Exercise -> Render every line of the listing below as a Markdown table with the columns Row and Line, numbering the rows in order and omitting blank lines.

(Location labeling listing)
"""

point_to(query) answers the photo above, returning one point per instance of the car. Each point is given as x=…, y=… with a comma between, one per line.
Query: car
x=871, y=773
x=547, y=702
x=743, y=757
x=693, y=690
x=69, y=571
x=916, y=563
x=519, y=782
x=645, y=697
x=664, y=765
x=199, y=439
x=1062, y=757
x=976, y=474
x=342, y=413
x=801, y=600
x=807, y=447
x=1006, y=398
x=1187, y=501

"""

Answer to this task ->
| Row | Line |
|---|---|
| 1 | point_to(query) answers the photo above, returning one point per instance of the car. Each point is given as x=…, y=… with a comma between, one per line. |
| 2 | Query: car |
| 3 | x=871, y=773 |
| 4 | x=547, y=702 |
| 5 | x=743, y=757 |
| 6 | x=693, y=690 |
| 7 | x=69, y=571 |
| 8 | x=916, y=563 |
| 9 | x=519, y=782 |
| 10 | x=645, y=697 |
| 11 | x=664, y=765 |
| 12 | x=199, y=439 |
| 13 | x=1062, y=757 |
| 14 | x=976, y=474 |
| 15 | x=342, y=413 |
| 16 | x=801, y=600 |
| 17 | x=807, y=447 |
| 18 | x=1006, y=398 |
| 19 | x=1187, y=501 |